▶ _SUPPLIED DATA_
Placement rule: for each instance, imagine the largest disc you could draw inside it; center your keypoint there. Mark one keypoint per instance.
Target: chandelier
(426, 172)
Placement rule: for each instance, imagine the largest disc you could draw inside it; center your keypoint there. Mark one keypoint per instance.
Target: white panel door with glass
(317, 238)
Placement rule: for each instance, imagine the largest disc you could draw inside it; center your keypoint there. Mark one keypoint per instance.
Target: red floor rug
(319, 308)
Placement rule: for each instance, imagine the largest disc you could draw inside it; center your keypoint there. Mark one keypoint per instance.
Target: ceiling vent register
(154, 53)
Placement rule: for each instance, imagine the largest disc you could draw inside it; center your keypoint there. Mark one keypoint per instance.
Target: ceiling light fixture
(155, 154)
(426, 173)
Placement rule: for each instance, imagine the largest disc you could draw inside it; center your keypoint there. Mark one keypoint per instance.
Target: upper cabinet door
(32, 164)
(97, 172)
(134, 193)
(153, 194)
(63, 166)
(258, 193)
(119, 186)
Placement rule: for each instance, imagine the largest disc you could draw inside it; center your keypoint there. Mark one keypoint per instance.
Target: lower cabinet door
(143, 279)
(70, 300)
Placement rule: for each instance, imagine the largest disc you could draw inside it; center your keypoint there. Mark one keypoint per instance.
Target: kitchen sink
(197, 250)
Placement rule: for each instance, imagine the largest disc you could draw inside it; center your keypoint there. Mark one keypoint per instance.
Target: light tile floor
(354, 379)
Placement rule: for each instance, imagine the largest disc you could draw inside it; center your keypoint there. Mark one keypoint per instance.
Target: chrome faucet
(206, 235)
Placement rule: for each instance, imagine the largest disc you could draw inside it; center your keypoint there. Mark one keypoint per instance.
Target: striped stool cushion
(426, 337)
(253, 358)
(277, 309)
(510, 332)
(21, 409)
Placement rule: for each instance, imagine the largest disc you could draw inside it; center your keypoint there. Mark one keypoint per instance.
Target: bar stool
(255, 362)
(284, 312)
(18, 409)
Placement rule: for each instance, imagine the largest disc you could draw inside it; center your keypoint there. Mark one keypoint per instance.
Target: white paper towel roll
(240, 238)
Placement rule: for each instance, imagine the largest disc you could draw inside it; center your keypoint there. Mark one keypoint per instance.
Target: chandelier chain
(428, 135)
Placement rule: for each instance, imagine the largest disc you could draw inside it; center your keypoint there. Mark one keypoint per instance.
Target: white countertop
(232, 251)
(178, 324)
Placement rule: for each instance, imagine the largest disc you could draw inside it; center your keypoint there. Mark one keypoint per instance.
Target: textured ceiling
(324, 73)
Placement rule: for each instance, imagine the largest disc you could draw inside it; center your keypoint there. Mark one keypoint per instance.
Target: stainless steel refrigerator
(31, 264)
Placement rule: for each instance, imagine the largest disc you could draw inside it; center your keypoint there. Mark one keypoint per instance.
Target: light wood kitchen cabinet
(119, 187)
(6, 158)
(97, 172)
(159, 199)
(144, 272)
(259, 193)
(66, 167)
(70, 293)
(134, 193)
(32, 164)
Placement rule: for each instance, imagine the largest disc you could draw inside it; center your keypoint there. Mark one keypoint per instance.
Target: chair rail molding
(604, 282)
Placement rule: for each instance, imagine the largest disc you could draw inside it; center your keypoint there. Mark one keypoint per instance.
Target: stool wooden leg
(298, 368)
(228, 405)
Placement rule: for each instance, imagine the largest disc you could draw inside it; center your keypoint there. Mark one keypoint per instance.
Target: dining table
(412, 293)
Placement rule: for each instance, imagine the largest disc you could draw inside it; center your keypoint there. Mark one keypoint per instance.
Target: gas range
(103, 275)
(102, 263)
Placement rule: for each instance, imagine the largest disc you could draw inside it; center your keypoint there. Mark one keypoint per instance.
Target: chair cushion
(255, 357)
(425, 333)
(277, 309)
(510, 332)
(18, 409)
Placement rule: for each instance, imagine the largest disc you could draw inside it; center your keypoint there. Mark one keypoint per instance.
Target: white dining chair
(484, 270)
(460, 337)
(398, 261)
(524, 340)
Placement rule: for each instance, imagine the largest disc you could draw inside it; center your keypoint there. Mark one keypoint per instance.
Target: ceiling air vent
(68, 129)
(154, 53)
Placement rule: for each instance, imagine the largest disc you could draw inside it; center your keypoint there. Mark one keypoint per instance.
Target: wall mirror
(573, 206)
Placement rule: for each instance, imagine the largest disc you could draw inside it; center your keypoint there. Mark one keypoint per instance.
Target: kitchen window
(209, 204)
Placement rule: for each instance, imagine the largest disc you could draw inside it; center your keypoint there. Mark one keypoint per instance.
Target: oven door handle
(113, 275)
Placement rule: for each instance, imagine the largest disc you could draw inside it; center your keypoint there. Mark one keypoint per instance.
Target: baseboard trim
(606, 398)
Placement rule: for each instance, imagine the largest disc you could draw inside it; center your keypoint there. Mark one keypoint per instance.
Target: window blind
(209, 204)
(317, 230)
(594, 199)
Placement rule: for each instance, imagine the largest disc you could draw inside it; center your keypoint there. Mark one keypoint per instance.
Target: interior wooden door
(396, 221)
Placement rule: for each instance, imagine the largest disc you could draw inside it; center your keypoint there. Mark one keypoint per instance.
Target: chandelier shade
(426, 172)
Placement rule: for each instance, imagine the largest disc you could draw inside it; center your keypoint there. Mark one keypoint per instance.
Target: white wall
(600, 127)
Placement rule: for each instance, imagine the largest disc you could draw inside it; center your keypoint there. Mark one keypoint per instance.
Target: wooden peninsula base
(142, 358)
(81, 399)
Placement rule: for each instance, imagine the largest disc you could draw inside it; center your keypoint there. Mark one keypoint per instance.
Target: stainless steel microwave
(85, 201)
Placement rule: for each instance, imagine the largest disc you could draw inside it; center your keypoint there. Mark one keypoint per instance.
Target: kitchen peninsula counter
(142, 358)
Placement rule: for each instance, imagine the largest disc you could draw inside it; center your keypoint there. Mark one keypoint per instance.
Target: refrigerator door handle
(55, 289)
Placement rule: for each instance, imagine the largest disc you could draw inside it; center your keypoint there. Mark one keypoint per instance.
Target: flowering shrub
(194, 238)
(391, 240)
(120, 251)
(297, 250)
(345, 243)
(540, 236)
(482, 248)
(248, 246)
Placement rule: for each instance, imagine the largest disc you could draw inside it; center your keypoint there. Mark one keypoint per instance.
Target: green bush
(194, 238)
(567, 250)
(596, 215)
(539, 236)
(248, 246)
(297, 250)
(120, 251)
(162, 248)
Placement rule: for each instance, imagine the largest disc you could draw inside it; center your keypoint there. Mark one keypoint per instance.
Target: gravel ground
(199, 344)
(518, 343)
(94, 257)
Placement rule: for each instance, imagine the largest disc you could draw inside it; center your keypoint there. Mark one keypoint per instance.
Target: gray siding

▶ _WORK ITEM_
This exercise requires that all of the entries be repeated exactly.

▶ _TASK SOLUTION_
Placement rule: for each instance, imagine the largest disc you could draw inside it; center your keypoint there. Mark one keypoint per instance.
Target: chandelier
(426, 172)
Placement rule: for each instance, imagine the largest disc you could draw inside it; center your keypoint there. Mark one keypoint per instance.
Target: white panel door with glass
(317, 238)
Placement rule: for each instance, imagine the largest disc you could draw inside it; center your keypoint there. Mark one keypoint per instance.
Target: red floor rug
(319, 308)
Placement rule: for each instance, imagine the largest disc you could draw inside it; center your keypoint there. Mark one keypoint per instance.
Target: ceiling vent register
(154, 53)
Placement rule: for each instance, imagine the largest disc you could draw inside it; center your keypoint there. Mark one keypoint per instance.
Target: ceiling light fixture
(155, 154)
(426, 173)
Placement rule: for each instance, imagine the largest disc you could draw inside it; center your keypoint there. Mark one keypoint per instance.
Target: upper cabinet door
(32, 164)
(97, 172)
(134, 193)
(153, 194)
(63, 166)
(258, 193)
(119, 186)
Placement rule: for each instance, imagine the largest disc you could draw inside it; center your keypoint there. Mark one keypoint per instance.
Target: lower cabinet door
(143, 279)
(70, 300)
Placement rule: for each instance, imagine the largest disc you could draw inside it; center your keypoint there. Mark one keypoint per instance.
Target: kitchen sink
(197, 250)
Placement rule: for each instance, imagine the largest disc you could draw inside it; center your keypoint there. Mark one keypoint per instance.
Target: light tile floor
(354, 379)
Placement rule: for each instance, imagine the largest disc you could draw inside it; center your keypoint there. Mark one keypoint per instance.
Target: chrome faucet
(206, 235)
Placement rule: for each instance, imagine the largest disc you could draw inside it; center your keypoint there. Mark one keypoint per instance.
Target: striped stool cushion
(426, 337)
(253, 358)
(277, 309)
(510, 332)
(21, 409)
Placement rule: for each instance, imagine the largest disc you could draw inside it; center your keypoint there. Mark one keypoint per instance.
Target: bar stool
(255, 362)
(284, 312)
(18, 409)
Placement rule: for each instance, imagine the largest disc you could draw inside it; center your keypoint there. Mark one keypoint per instance.
Target: white paper towel roll
(240, 238)
Placement rule: for each instance, imagine the largest disc you could draw inside it; center your keypoint there. Mark one keypoint per instance.
Target: chandelier chain
(428, 135)
Placement rule: for each instance, imagine the largest disc you could draw inside it; center your keypoint there. Mark one keypoint per instance.
Target: white countertop
(232, 251)
(178, 324)
Placement rule: for each instance, imagine the largest disc you could draw inside it; center your keypoint there. Mark one keypoint per instance.
Target: textured ceiling
(324, 73)
Placement rule: for each instance, imagine the largest disc you could draw inside it; center your keypoint there. Mark one keypoint per instance.
Target: stainless steel refrigerator
(31, 264)
Placement rule: for each instance, imagine the largest disc you could draw inside it; center your keypoint there. Mark one keypoint per instance.
Target: light wood kitchen cabinet
(119, 187)
(6, 158)
(97, 172)
(159, 199)
(144, 272)
(259, 193)
(66, 167)
(70, 293)
(134, 193)
(32, 164)
Placement rule: for each instance, imagine the largest disc you could draw inside it; center your keypoint there. Mark one keypoint per instance.
Target: chair rail molding
(604, 282)
Placement rule: for each instance, imagine the largest disc you could draw inside it; center your keypoint there. Mark one keypoint per instance.
Target: stool wooden leg
(298, 368)
(228, 405)
Placement rule: for each instance, imagine the largest disc you could draw inside it; center your keypoint there. Mark one keypoint per instance.
Target: dining table
(412, 293)
Placement rule: for each instance, imagine the largest disc you could draw inside it; center your keypoint there. Mark one keypoint per instance.
Target: gas range
(103, 275)
(102, 263)
Placement rule: for each instance, imagine the largest disc you could draw inside it; center your keypoint there. Mark one keypoint per instance.
Target: chair cushion
(255, 357)
(425, 333)
(277, 309)
(510, 332)
(18, 409)
Placement rule: for each instance, imagine the largest disc you could draw inside it; center your keypoint there. Mark one keypoint per instance.
Target: white dining chair
(484, 270)
(460, 337)
(398, 261)
(524, 340)
Placement rule: for each instance, imagine the largest disc you could draw inside it; center your keypoint there. Mark one keypoint per instance.
Target: ceiling air vent
(68, 129)
(154, 53)
Placement rule: for each instance, imagine the largest disc you could draw inside it; center your keypoint there. Mark one keypoint per instance.
Target: wall mirror
(573, 206)
Placement rule: for each instance, imagine the largest disc you could draw inside it; center your keypoint there. Mark one keypoint per instance.
Target: kitchen window
(209, 204)
Placement rule: for each instance, imagine the largest disc you could draw inside it; center your keypoint there. Mark one keypoint per instance.
Target: oven door handle
(113, 275)
Placement rule: for each instance, imagine the largest disc you could draw inside it; center your keypoint there. Mark one keypoint per instance.
Target: baseboard trim
(606, 398)
Placement rule: for each instance, imagine the largest disc you could draw inside it; center your keypoint there. Mark one keypoint per instance.
Target: window blind
(209, 204)
(317, 230)
(594, 199)
Placement rule: for each instance, imagine the largest disc you could draw inside it; center your keypoint there. Mark one keypoint per instance.
Target: interior wooden door
(396, 221)
Placement rule: for each instance, imagine the largest disc you could draw inside it; center your keypoint there. Mark one keypoint per instance.
Target: chandelier shade
(426, 172)
Placement rule: for each instance, imagine the largest disc you could draw inside it; center your keypoint there. Mark one keypoint per instance.
Target: white wall
(600, 127)
Placement rule: for each instance, imagine the largest disc you could draw inside it; center your keypoint there. Mark one keypoint per instance.
Target: wooden peninsula base
(142, 358)
(81, 399)
Placement rule: for each instance, imagine the largest disc you could draw inside it; center your keypoint there. Mark one keypoint per instance.
Target: stainless steel microwave
(85, 201)
Placement rule: for each instance, imagine the largest disc you could draw inside it; center your keypoint there. Mark one keypoint per instance.
Target: kitchen peninsula counter
(142, 358)
Placement rule: for each instance, imagine the largest disc you could draw inside it; center your keypoint there. Mark one keypoint per instance.
Target: refrigerator door handle
(55, 289)
Placement rule: for each instance, imagine the largest disc you could draw inside it; center your keypoint there. Mark one keypoint per instance.
Target: flowering shrub
(194, 238)
(391, 240)
(120, 251)
(297, 250)
(345, 243)
(540, 236)
(482, 248)
(248, 246)
Placement rule: for each instance, imagine the largest disc you could draw inside it; center your keypoint there. Mark one keypoint per instance.
Target: green bush
(194, 238)
(567, 250)
(596, 215)
(539, 236)
(248, 246)
(297, 250)
(120, 251)
(162, 248)
Placement rule: for each instance, imagine the largest disc you could draw inside it; center your keypoint there. Mark one keypoint per instance.
Target: gravel ground
(199, 344)
(518, 343)
(94, 257)
Placement rule: for each instance, imagine the largest disc you could draw inside it; center your keypoint there. Mark one keypoint per instance.
Target: gray siding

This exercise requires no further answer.